## CONSIGNE A
Reproduisez fidèlement le passage de la lettre aux joueurs du FCSM qui va de « Chacun s'associera ou » jusqu'à « le club reste. » inclus.

## TEXTE À LIRE
#####
Chacun s'associera ou non s'il le souhaite.
A vous tous, joueurs du FCSM,
Nous ne nous connaissons pas personnellement, ou si peu, et nos destins seront pourtant éternellement liés par la force du souvenir. Vous avez fait le choix un jour de porter le maillot du FC Sochaux-Montbéliard pour poursuivre votre progression, relancer votre carrière ou vous permettre tout simplement de vivre de votre rêve. Nos chemins se croisent aujourd'hui, se sépareront demain, parce que tel est le lot de tous les supporters comme tous les joueurs de football. Les hommes passent, mais le club reste.
La plupart du temps en tout cas. Le FC Sochaux-Montbéliard est aujourd'hui en danger de mort. Je ne vous l'apprendrai pas. Vous avez le malheur d'être associés à la période la plus sombre de l'histoire d'un club légendaire dans le paysage français, véhiculant des valeurs d'authenticité, de solidarité et d'humilité aujourd'hui menacées par la guillotine du foot business dont ont déjà été victimes d'autres mythes hexagonaux.
Vous êtes comme nous et l'ensemble des salariés impuissants du club les victimes collatérales d'une situation de laquelle vous n'êtes nullement responsables. Les relations entre joueurs et supporters sont parfois houleuses, parce que passionnelles. Nos manifestations d'impatience, de peur ou de colère à l'égard de certaines performances peuvent être assimilées à une forme d'injustice pour vous qui, sur le terrain, avez l'impression de tout donner. Ces sentiments contraires sont d'autant plus exacerbés chez nous depuis trois ans que nous sommes orphelins de notre famille, Peugeot, dont la défection reste perçue comme une trahison douloureuse.
#####
## DONNÉES FOURNIES

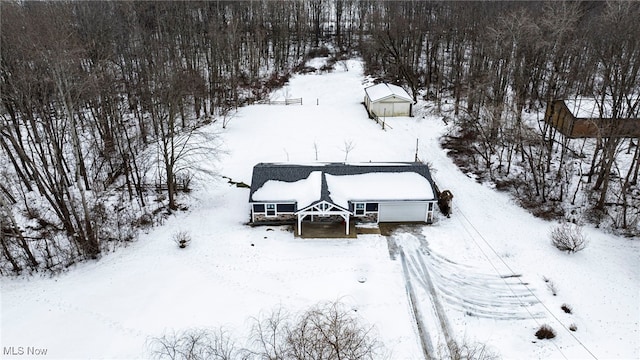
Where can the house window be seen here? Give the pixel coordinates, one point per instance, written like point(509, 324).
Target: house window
point(372, 207)
point(271, 209)
point(286, 208)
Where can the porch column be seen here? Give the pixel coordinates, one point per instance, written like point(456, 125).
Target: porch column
point(346, 217)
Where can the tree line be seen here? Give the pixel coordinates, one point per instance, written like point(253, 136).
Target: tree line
point(101, 100)
point(490, 66)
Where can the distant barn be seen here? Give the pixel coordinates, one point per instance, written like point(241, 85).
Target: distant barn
point(387, 100)
point(588, 118)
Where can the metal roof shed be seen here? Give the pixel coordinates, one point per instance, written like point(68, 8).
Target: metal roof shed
point(387, 100)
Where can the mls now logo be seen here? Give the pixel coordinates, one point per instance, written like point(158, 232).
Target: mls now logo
point(23, 350)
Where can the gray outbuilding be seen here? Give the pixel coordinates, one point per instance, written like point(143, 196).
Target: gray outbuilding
point(384, 100)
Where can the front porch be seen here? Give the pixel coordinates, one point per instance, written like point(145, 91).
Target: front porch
point(332, 230)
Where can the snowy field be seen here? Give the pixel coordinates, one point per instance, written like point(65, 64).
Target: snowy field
point(488, 262)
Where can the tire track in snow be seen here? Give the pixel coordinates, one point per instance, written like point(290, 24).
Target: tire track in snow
point(470, 290)
point(430, 278)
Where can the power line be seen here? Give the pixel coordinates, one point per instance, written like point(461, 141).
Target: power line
point(521, 282)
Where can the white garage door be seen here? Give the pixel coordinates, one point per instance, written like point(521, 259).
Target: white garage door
point(402, 211)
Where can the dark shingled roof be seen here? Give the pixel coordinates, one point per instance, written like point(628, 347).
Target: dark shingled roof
point(264, 172)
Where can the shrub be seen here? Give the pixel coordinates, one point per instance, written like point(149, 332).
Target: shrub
point(466, 351)
point(195, 344)
point(182, 238)
point(325, 331)
point(545, 332)
point(568, 237)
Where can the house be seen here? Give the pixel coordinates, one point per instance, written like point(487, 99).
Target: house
point(387, 100)
point(380, 192)
point(591, 118)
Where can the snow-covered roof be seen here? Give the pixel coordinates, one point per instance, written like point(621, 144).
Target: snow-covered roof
point(378, 186)
point(384, 90)
point(591, 108)
point(339, 183)
point(303, 191)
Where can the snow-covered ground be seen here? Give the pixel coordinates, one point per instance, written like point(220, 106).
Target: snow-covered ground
point(487, 250)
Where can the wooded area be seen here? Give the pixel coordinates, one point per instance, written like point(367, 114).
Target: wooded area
point(88, 88)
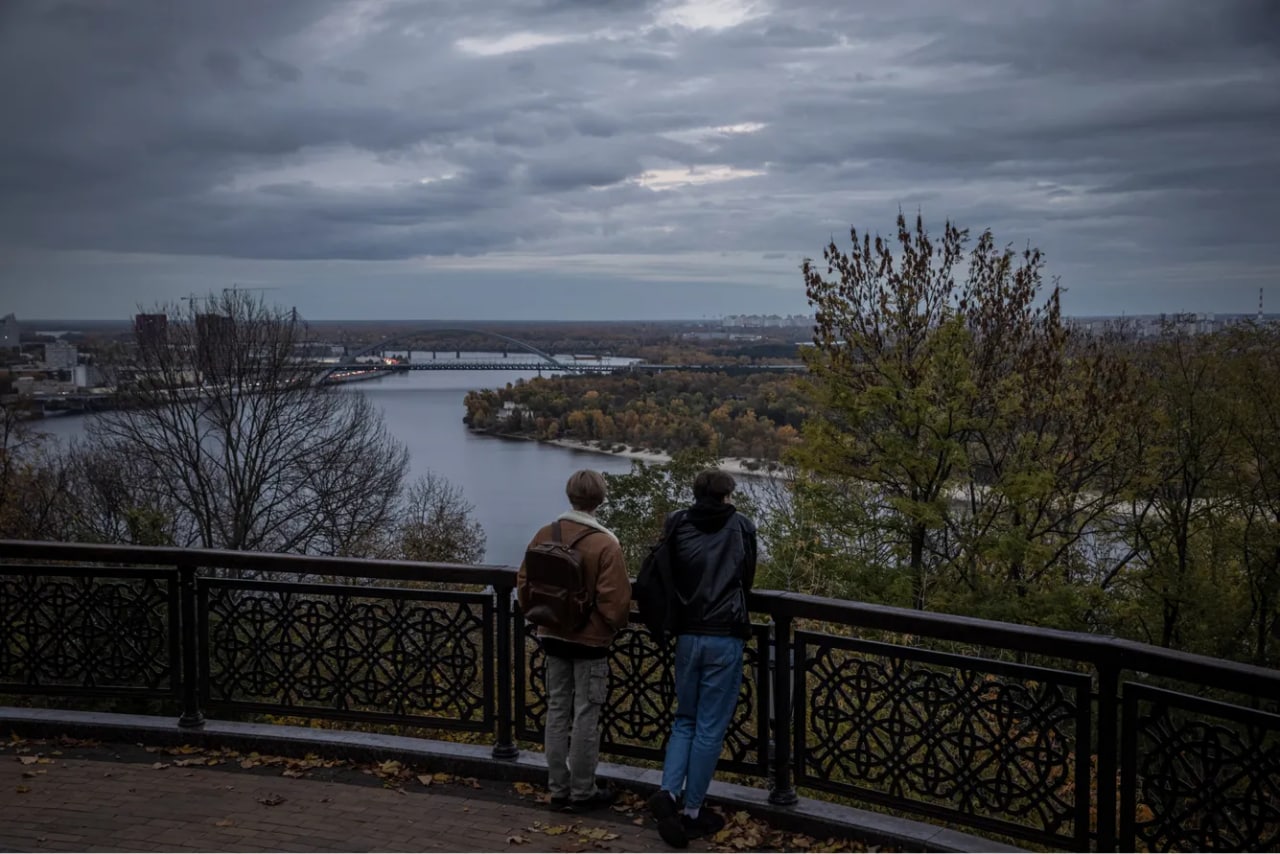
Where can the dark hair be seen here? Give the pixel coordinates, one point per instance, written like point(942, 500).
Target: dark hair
point(585, 489)
point(713, 483)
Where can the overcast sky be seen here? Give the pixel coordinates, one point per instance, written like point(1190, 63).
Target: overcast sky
point(615, 159)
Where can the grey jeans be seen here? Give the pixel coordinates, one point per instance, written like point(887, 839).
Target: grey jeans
point(575, 693)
#####
## CONSIGNE B
Dans les enregistrements, de la ligne contenant « Where can the wooded » jusqu'à la fin des enregistrements incluse, remplacez « overcast sky » par « cloudy sky » sans rien modifier d'autre. Donnez uniquement ces lignes, sans les images.

## CORRIGÉ A
Chacun s'associera ou non s'il le souhaite.
A vous tous, joueurs du FCSM,
Nous ne nous connaissons pas personnellement, ou si peu, et nos destins seront pourtant éternellement liés par la force du souvenir. Vous avez fait le choix un jour de porter le maillot du FC Sochaux-Montbéliard pour poursuivre votre progression, relancer votre carrière ou vous permettre tout simplement de vivre de votre rêve. Nos chemins se croisent aujourd'hui, se sépareront demain, parce que tel est le lot de tous les supporters comme tous les joueurs de football. Les hommes passent, mais le club reste.

## CORRIGÉ B
Where can the wooded area be seen here? Give the pixel coordinates, one point per instance, written like point(367, 114).
Target: wooded area
point(88, 88)
Where can the dark hair be seen here? Give the pixel coordinates, one point per instance, written like point(942, 500).
Target: dark hair
point(585, 489)
point(713, 483)
Where can the cloudy sky be seen here? Give the pixel coordinates, one point per instance, written like point(1190, 63).
Target: cloudy sky
point(615, 159)
Where can the grey jeans be seen here? Give the pixel coordinates, one point per instance, written like point(887, 839).
Target: grey jeans
point(575, 693)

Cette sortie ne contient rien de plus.